**What you should do:** Copy out the listing below word for word, from its first line to its last, leaving out the pictures.
[START Material to process]
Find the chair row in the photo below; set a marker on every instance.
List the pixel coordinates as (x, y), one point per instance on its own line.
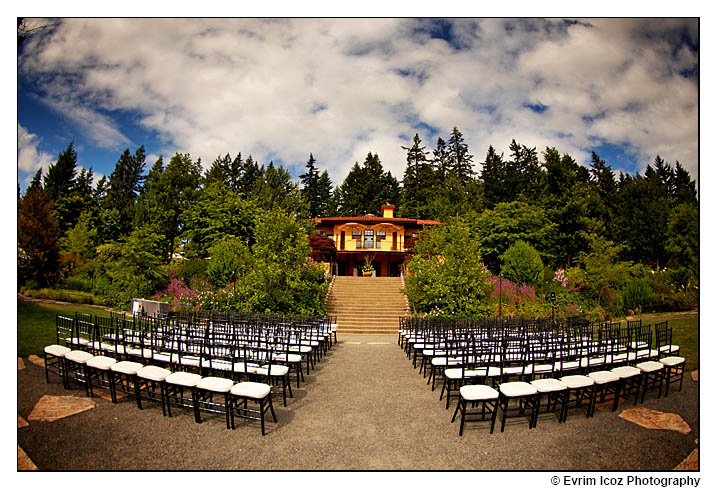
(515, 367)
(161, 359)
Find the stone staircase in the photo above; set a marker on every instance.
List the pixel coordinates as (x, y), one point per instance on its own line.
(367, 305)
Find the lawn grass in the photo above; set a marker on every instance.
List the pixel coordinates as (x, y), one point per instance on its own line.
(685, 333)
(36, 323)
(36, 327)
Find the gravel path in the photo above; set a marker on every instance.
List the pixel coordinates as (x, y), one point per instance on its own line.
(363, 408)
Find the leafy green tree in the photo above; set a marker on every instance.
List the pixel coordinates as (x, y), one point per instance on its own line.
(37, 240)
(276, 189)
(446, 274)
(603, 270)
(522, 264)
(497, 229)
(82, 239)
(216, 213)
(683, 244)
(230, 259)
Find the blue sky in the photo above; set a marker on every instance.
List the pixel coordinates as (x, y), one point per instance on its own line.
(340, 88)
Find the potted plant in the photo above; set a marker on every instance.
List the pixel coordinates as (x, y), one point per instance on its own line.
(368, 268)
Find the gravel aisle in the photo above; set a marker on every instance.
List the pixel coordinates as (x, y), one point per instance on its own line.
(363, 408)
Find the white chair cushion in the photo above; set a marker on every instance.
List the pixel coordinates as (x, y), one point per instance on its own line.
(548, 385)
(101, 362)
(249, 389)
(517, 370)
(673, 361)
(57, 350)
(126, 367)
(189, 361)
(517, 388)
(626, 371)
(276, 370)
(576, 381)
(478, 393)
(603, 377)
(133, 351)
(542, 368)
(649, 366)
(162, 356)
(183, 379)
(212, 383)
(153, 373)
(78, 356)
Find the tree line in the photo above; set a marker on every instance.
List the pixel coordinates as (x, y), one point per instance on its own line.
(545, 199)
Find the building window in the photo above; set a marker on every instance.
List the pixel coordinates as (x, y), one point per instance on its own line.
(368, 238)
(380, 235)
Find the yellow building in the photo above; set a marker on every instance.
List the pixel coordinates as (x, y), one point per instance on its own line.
[END Material to process]
**Full output:**
Find the chair row in the photo below; set a marker on every instance.
List the pixel coordinates as (x, y), one point per instance on its own line.
(515, 367)
(161, 359)
Find the stone staircase in the photo above; set a marker on every instance.
List the pixel coordinates as (x, y), one point per instance on its own line.
(367, 305)
Find the lawn grass in the photo above; set a marker on every instance.
List the pixel coordinates as (x, y), one point per instance on its own line.
(685, 333)
(36, 323)
(36, 327)
Find the gravel path in the photo above; set a marker on every instance.
List the pixel coordinates as (x, y), one point per instance on its own line.
(363, 408)
Find the leafy green tree in the photo above; set a marker on every instance.
List the pixel coordinates as (x, y), one point per instance on its own line.
(37, 240)
(276, 189)
(446, 274)
(603, 270)
(522, 264)
(497, 229)
(82, 239)
(216, 213)
(683, 244)
(230, 259)
Find the blue sky in the photo above; set a marker on every instance.
List the pixel coordinates as (x, y), one point per instance on its own line.
(340, 88)
Find the potted plant in the photo above; set a marker on every instance.
List the pixel coordinates as (x, y), one point per instance on its own line.
(368, 268)
Find the gravel aisle in the photo above; set a marker on every instance.
List the pixel coordinates as (x, y), one point per instance on its own line.
(363, 408)
Find the white chair cushion in the photo above; set a marker on every instance.
List the pixel coordinates as (x, y), one point per instance on its own line.
(548, 385)
(101, 362)
(249, 389)
(517, 370)
(673, 361)
(57, 350)
(126, 367)
(189, 361)
(517, 388)
(626, 371)
(276, 370)
(576, 381)
(478, 393)
(603, 377)
(133, 351)
(542, 368)
(649, 366)
(162, 356)
(183, 379)
(212, 383)
(153, 373)
(78, 356)
Find the tree line in the photo above; set a marker on every instance.
List the pixel coordinates as (x, y), one point per instance on its own line.
(545, 199)
Find the building window in the photo above; set a marker on every instance.
List the pixel coordinates as (x, y), one point per instance on its own line.
(368, 238)
(380, 235)
Find the yellow building in the photo above; set a marker on every instance.
List the pixel coordinates as (x, y), one point per instance on its own line.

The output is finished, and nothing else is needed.